▸ DIRECTIONS:
1 - According to the introduction, which library and development environment were used to implement BoF-SIFT?
2 - From the introduction, copy word for word the passage starting at "You can find" and ending at "few OpenCV tutorials.".

++++ EXTRACT ++++

Introduction
Content based image retrieval (CBIR) is still an active research field. There are a number of approaches available to retrieve visual data from large databases. But almost all the approaches require an image digestion in their initial steps. Image digestion is describing an image using low level features such as color, shape, and texture while removing unimportant details. Color histograms, color moments, dominant color, scalable color, shape contour, shape region, homogeneous texture, texture browsing, and edge histogram are some of the popular descriptors that are used in CBIR applications. Bag-Of-Feature (BoF) is another kind of visual feature descriptor which can be used in CBIR applications. In order to obtain a BoF descriptor, we need to extract a feature from the image. This feature can be any thing such as SIFT (Scale Invariant Feature Transform), SURF (Speeded Up Robust Features), and LBP (Local Binary Patterns), etc.
You can find a brief description of BoF, SIFT, and how to obtain BoF from SIFT features (BoF-SIFT) with the source code from this article. BoF-SIFT has been implemented using OpenCV 2.4 and Visual C++ (VS2008). But you can easily modify the code to work with any flavor of C++. You can write the same code yourself if you go through a few OpenCV tutorials.
If you are a developer of CBIR applications or a researcher of visual content analysis, you may use this code for your application or for comparing with your own visual descriptor. Further, you can modify this code to obtain other BoF descriptors such as BoF-SURF or BoF-LBP, etc.
Background
BoF and SIFT are totally independent algorithms. The next sections describe SIFT and then BoF.

++++ DATA PROVIDED ++++

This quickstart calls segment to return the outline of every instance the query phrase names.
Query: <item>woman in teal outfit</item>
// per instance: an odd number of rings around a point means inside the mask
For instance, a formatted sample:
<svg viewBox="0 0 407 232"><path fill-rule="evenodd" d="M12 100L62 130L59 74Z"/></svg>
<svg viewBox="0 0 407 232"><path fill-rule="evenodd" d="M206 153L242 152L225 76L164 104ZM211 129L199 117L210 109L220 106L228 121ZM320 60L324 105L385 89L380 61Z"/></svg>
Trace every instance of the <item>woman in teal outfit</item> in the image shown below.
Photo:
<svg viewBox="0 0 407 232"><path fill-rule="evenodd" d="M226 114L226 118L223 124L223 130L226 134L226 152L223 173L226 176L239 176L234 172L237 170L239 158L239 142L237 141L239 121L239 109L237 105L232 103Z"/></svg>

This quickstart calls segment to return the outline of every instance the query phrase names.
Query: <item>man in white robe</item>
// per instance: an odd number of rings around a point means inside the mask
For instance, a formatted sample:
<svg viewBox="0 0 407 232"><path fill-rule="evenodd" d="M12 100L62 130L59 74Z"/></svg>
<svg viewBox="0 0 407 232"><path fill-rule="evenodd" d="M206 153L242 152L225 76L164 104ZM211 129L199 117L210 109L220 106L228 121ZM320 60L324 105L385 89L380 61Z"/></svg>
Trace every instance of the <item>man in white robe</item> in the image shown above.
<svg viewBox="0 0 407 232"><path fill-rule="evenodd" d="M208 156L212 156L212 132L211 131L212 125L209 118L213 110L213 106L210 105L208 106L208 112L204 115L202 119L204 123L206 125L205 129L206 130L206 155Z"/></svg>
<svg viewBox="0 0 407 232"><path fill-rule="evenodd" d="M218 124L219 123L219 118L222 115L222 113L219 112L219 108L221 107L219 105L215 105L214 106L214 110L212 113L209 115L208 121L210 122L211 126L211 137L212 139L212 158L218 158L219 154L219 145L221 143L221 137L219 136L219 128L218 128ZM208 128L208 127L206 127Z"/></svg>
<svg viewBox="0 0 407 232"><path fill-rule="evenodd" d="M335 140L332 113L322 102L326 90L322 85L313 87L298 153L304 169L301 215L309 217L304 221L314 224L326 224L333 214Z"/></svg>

++++

▸ ANSWERS IN ORDER:
1 - OpenCV 2.4 and Visual C++ (VS2008).

2 -
You can find a brief description of BoF, SIFT, and how to obtain BoF from SIFT features (BoF-SIFT) with the source code from this article. BoF-SIFT has been implemented using OpenCV 2.4 and Visual C++ (VS2008). But you can easily modify the code to work with any flavor of C++. You can write the same code yourself if you go through a few OpenCV tutorials.